I am after some inspiration with regards to generating a 2kHz (10k for resolver) 3-7Vrms sinwave of low thd

At present I typically do one of two schemes

uP generates high freq PWM of the desired sinwave. This is followed by a 4th order bandpass (cascaded low pass and high pass) to then finally drive a class AB to provide short-circuit capability and a bit of drove strength

The other method used is a DAC and then followed by a 4th order bandpass and the same class AB. The DAC should permit dropping the filter order


Besides directly driving an LVDT with PWM (at 10MHz) and relying on its impedance to filter, any other neat methods?
 
You mention 'low THD' but don't give any suggestion how low it needs to be?

But anyhow, for an alternative method how about an AD9833 frequency generator chip/module?.
 
Something like the AD9833 is very good. Then you want a low pass filter to strip off some of the high frequency noise.
 
Ahh yes, low is all relative. What's needed isn't audiophile low, I believe 1-2% is acceptable BUT that is frequency dependant (ie all the distortion in the 2nd would be very bad)

A waveform chip is a good idea. This would need to be amplified before going into a class AB
Waveform - LPF - Opamp - class ab.

__________

Carry the forum discussion on generating a low-distortion sine wave forward, picking up right after its final post.

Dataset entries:
__________

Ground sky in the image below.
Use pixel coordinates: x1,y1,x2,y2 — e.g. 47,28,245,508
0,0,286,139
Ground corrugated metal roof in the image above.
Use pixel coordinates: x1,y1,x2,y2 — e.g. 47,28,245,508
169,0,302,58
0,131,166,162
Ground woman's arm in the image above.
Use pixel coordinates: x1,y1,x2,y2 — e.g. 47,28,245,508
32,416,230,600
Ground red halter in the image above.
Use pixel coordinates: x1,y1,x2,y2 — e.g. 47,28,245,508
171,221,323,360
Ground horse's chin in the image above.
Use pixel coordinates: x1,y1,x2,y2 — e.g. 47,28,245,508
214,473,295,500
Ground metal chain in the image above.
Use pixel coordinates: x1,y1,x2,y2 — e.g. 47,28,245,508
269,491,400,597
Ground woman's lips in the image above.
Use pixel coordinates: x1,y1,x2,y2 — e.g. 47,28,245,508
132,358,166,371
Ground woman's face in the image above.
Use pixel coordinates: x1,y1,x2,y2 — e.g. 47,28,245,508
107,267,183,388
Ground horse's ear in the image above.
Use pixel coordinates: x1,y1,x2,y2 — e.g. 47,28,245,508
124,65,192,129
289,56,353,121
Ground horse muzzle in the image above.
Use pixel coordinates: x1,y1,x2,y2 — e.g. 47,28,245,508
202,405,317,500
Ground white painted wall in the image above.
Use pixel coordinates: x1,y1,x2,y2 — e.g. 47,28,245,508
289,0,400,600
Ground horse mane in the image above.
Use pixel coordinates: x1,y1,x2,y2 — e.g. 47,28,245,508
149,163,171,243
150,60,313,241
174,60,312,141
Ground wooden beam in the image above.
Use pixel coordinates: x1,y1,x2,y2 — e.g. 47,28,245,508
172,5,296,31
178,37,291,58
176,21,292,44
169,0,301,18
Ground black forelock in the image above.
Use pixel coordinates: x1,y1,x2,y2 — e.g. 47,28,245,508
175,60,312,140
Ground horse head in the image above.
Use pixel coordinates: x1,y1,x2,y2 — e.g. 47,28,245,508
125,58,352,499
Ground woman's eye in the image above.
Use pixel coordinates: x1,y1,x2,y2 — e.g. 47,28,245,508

__________

Result of the task |
The Opamp feedback can be closed around the AB to provide gain.

This is a possibility .... One MSOP, one sot23-5 OPAMP, two sot223 (and two sot23) BJT for the push pull stage + foldback and rice
 
For the input resolver coil you can simply use a square wave. The resonant frequency only needs to match the secondary coils. In my case about 30kHz


EDIT: One thing to mention. If the micro can handle the overhead and generating the excite signal and also read the sine and cosine values from the secondary coils, then you can "PHASE LOCK" exactly when you read the magnitude value of the sine/cosine coils and save on time reading the ADC.
I used two 4-Channel ADC's because I needed to read both sine and cosine at the exact same moment, and also that I needed 3 other resolver channels. One channel was a spare.

Resolver Test #1: (One output coil and input signal)

Resolver Test #2: (Both Sine/Cosine output coils)

Resolver Test #3: (Graphical interpretation of Sine/Cosine coils using a Parallax Propeller IC and two MCP3204 ADC's )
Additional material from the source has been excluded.